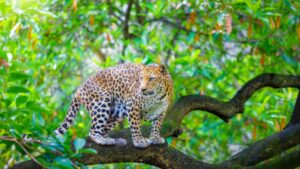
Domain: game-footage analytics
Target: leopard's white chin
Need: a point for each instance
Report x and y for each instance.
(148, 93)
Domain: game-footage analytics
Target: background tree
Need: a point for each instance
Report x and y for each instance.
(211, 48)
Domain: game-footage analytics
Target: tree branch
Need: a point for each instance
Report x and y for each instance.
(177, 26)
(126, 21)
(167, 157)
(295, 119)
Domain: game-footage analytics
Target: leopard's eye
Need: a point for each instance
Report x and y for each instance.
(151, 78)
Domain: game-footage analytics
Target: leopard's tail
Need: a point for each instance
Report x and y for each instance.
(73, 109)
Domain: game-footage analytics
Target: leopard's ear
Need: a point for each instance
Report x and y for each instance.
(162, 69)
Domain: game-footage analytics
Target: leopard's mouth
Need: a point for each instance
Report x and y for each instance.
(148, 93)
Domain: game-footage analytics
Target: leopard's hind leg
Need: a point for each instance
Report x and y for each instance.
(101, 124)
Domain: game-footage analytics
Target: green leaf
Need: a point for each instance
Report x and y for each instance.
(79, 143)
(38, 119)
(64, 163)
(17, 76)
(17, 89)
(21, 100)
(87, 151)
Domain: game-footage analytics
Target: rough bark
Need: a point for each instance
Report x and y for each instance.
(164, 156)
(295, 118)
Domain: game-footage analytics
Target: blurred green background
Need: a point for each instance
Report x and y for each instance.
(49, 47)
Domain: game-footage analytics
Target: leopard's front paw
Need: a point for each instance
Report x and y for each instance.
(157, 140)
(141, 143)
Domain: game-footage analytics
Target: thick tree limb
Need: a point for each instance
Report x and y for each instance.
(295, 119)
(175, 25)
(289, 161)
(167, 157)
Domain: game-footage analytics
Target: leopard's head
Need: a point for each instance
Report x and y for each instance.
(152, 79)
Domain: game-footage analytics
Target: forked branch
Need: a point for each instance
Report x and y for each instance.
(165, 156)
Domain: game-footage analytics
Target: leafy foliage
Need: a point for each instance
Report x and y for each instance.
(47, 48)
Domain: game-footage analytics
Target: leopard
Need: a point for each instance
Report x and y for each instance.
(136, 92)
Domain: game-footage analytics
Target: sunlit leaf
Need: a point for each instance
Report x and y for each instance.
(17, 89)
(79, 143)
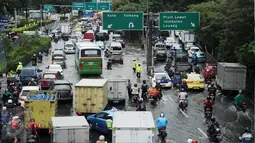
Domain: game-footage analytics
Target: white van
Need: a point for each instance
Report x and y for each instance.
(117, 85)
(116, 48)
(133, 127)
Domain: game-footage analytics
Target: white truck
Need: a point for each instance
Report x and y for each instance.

AIM: The material above must be printed exactly, with its pictures left out.

TASK RESULT:
Domain: game-footage analytics
Target: leopard's white chin
Need: a point for each instance
Report x and y for each instance.
(148, 93)
Domain: game-footage analytics
Target: background tree
Need: a point for each instance
Report x and y for each instance.
(211, 48)
Domain: game-footage analytics
Target: tree branch
Need: a point for each instance
Report x and y for each instance.
(177, 26)
(126, 21)
(167, 157)
(295, 119)
Domain: game-footage analytics
Target: leopard's eye
Need: a point for each instance
Report x and y for each instance.
(151, 78)
Domain: game-footage analytics
Target: leopard's tail
Need: a point for each instance
Report x and y for each instance.
(73, 109)
Domain: game-footage analytics
Target: leopard's ear
Need: a point for each instance
Report x and y for each instance.
(162, 69)
Domain: game-footage analytics
Target: leopard's mouth
Need: a point for each instance
Report x and y for each instance.
(148, 93)
Domain: game-footage analytics
Target: leopard's hind leg
Need: a point for each instance
Report x and y for each instance.
(101, 124)
Domain: game-footage analytics
Target: green leaf
Need: a point for each instance
Report x and y for each instance.
(79, 143)
(38, 119)
(64, 163)
(17, 76)
(17, 89)
(21, 100)
(87, 151)
Domain: game-footage analytics
Target: rough bark
Need: a point for each instance
Report x and y for each instance.
(164, 156)
(295, 118)
Domain: game-footage analytics
Target: blurred green background
Need: a point for each instance
Report x and y for each instance.
(49, 47)
Domain: game-footage analytics
Target: leopard's front paw
Need: a point for each instance
Report x and y for each instance.
(157, 140)
(141, 143)
Domain: game-footage analytics
Target: thick tree limb
Need: a point for each instance
Report x and y for each instance.
(295, 119)
(175, 25)
(289, 161)
(167, 157)
Domain: game-footage analytics
Target: leopard's head
Need: a point for each instance
Report x and y for each instance.
(152, 79)
Domain: game-footage analytics
Target: forked branch
Need: a point for each instance
Report x and y for each instance.
(165, 156)
Domain: game-footage analytics
Target: leafy foliage
Need: a point for each instance
Report x and y for each instance.
(47, 48)
Domain: game-footage analytics
Target: leopard
Need: a point for each instance
Report x and y for each instance.
(136, 92)
Domain: game-footage analytics
Target: sunlit leaf
Need: a point for each instance
Report x and y for each instance.
(17, 89)
(79, 143)
Domain: game-footage analytics
Target: white van
Need: a point for each instance
Report x and y for each instance.
(117, 85)
(116, 48)
(133, 127)
Domain: game-footage analytics
Target: white truck
Need: a point for each instance
Report x and y for each instance.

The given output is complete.